§ **Task to carry out**: Every line from the one that holds "Mark the picture" through the final line should be returned exactly. Omit the pictures.

• • •

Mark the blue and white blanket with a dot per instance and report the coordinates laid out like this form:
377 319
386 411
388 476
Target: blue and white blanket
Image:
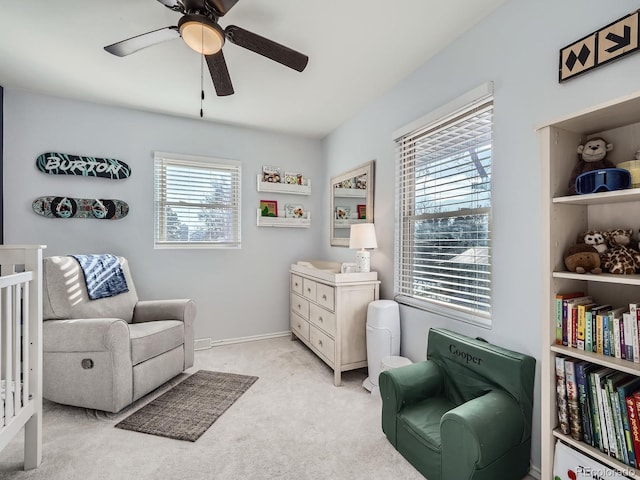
103 275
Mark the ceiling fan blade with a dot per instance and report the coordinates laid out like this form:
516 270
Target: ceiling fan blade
133 44
175 5
267 48
221 7
219 74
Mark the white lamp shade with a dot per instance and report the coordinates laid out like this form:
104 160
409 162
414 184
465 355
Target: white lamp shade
363 235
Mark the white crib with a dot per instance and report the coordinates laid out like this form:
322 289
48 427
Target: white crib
21 348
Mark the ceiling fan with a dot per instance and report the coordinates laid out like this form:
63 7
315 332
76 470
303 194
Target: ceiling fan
200 30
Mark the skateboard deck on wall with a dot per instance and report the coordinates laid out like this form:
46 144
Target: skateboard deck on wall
68 207
55 163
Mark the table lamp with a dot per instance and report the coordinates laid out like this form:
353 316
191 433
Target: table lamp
363 235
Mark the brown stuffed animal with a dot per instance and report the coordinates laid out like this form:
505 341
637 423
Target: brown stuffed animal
582 258
591 156
621 257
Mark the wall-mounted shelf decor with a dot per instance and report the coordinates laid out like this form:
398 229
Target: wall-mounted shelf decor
350 193
282 221
291 189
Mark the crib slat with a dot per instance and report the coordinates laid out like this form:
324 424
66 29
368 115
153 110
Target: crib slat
3 335
25 343
8 358
16 319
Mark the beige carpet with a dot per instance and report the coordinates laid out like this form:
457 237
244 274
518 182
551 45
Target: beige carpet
291 424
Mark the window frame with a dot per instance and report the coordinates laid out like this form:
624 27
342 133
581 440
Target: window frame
162 160
441 116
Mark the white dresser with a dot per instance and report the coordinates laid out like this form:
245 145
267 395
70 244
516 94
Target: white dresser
329 313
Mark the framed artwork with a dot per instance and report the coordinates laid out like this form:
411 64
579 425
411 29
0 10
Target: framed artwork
294 210
293 178
343 213
269 208
362 212
271 174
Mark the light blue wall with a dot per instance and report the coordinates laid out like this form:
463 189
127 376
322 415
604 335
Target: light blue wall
238 293
516 48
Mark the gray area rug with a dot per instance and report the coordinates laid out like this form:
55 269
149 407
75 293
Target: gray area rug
187 410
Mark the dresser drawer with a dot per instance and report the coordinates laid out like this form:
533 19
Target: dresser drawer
325 296
323 319
322 343
309 289
296 284
299 326
300 305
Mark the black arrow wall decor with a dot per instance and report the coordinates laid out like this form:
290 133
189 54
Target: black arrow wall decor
609 43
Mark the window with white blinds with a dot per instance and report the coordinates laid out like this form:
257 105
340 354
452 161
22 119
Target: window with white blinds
197 202
443 234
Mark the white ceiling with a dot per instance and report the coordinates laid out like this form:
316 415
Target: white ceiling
358 49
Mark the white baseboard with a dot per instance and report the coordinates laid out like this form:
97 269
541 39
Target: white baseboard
204 343
535 472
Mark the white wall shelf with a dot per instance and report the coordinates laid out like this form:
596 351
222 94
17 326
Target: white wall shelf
349 193
347 223
563 218
282 221
288 188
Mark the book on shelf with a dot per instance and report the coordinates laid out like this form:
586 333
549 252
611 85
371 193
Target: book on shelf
561 309
634 311
625 390
615 318
634 424
598 378
583 368
561 396
598 339
573 401
627 320
612 383
572 320
582 324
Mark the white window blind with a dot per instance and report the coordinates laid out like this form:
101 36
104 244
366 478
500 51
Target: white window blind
197 202
443 234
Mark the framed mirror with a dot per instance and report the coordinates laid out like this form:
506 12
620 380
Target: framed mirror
351 202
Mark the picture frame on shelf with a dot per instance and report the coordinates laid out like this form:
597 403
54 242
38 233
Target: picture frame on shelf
271 174
342 213
269 208
292 178
361 182
294 210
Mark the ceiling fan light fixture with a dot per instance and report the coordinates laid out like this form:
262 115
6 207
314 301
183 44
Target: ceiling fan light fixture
201 34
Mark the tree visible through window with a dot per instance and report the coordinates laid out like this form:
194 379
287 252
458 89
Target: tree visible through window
444 202
197 202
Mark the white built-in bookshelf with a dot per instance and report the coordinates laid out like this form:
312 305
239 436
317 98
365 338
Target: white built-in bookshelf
563 218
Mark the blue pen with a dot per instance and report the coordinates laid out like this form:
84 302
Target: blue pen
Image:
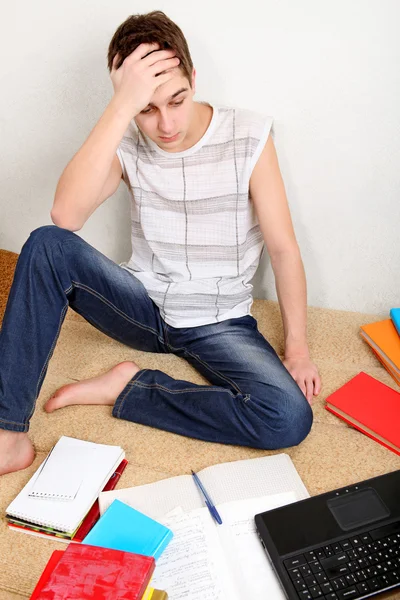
209 503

• • •

§ **Full output**:
Mark the picture frame on shelf with a dot per instance and report the coordinates laid out like this form:
597 403
54 242
38 233
Target: picture frame on shelf
271 174
342 213
269 208
292 178
361 182
294 210
Mark the ceiling fan light fixture with a dot per instance and report the coordinates laid out like this form:
262 115
6 207
314 301
183 44
Target: ceiling fan light fixture
201 34
Mark the tree visible through window with a dot per instance and report the coordinates laid out like this form:
194 379
287 252
458 89
Target: tree visible through window
444 202
197 202
Mark the white built-in bookshelf with a dot per instance and report the coordinates laid out like this form:
312 305
239 436
317 98
365 338
Target: white built-in bookshelf
563 218
Mark the blue pen with a dot per instance and report the coordinates laid out like this form:
84 302
Target: blue pen
Image:
209 503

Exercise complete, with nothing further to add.